▶ Stated goal 1
In the book review, why does the writer say you know Goggins is not lying to you? Answer in one to three sentences.

-- Start of Page excerpt --

Have you ever had a friend who is very direct, yet unjudgmental?
David Goggins is the to-the-point friend that we all need.
Early in ‘Can’t Hurt Me’, Goggins has reached a breaking point of misery and suffering as an overweight pest-control technician. He looks in his bathroom mirror and tells himself “You’re fat.” (Among other blatant call-outs).
Throughout ‘Can’t Hurt Me’ Goggins refuses to lie to himself, and, therefore, you know he’s not lying to you.
This is what is so magnetizing and great about Can’t Hurt Me. You get the feeling Goggins is doing something revolutionary by the most direct path of all. He’s not being trollingly-judgemental towards vague groups of people in a way that we are used to seeing in blogs and other self-help books. No comments about millennials or boomers or kids in this book. No comments about things we can’t control. He aims his judgement and action entirely at the one thing he can change: himself.
Ken Chlouber has a famous saying surrounding the Leadville 100 “You can do more than you think you can.”
The simplicity and enormity of the quote is also David Goggin’s belief in Can’t Hurt Me - Goggins believes that most of us are only doing 40% of what we are really capable of. You can do more than you think you can, and where our mind thinks we are at 100% capacity, we’re really only at 40% capacity.

-- End of Page excerpt --

▶ Stated goal 2
In the records, begin at the line that has "Mark every instance of the chart" and stop after the last line of the records. Give those lines again, changing "chart on wall" to "wall chart" and leaving everything else the same.

-- Start of Data for processing --

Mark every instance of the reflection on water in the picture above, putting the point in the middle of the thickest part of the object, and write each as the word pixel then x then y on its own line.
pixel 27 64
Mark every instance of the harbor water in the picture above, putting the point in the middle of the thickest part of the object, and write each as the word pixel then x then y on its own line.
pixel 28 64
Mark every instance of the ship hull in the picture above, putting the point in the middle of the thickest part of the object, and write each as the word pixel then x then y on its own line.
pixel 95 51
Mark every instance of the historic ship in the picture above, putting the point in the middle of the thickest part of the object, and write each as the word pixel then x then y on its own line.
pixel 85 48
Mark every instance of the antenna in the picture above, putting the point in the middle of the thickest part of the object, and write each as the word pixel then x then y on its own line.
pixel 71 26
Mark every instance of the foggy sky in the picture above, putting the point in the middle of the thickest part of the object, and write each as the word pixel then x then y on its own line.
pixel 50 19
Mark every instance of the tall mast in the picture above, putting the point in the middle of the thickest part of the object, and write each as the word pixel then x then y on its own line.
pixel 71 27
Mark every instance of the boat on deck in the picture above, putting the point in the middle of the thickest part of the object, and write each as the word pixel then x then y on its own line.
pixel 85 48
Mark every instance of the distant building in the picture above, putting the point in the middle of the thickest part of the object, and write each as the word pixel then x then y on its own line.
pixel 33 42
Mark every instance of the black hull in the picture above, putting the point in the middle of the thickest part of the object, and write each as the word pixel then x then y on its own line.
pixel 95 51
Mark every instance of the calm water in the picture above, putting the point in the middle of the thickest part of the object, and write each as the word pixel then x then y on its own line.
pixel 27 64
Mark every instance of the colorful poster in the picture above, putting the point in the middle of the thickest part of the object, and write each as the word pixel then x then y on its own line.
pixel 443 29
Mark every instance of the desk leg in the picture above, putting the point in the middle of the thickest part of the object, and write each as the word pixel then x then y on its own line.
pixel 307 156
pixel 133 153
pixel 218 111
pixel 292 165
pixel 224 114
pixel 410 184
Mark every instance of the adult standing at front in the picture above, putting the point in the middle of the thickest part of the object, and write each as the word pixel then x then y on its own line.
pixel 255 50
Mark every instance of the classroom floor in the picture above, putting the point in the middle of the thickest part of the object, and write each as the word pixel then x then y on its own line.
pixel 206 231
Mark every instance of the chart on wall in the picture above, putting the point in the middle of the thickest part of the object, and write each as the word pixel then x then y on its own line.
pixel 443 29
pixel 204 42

-- End of Data for processing --

▶ Exercise solution 1
Throughout 'Can't Hurt Me', Goggins refuses to lie to himself. The writer gives that refusal as the reason you know he is not lying to you.

▶ Exercise solution 2
Mark every instance of the wall chart in the picture above, putting the point in the middle of the thickest part of the object, and write each as the word pixel then x then y on its own line.
pixel 443 29
pixel 204 42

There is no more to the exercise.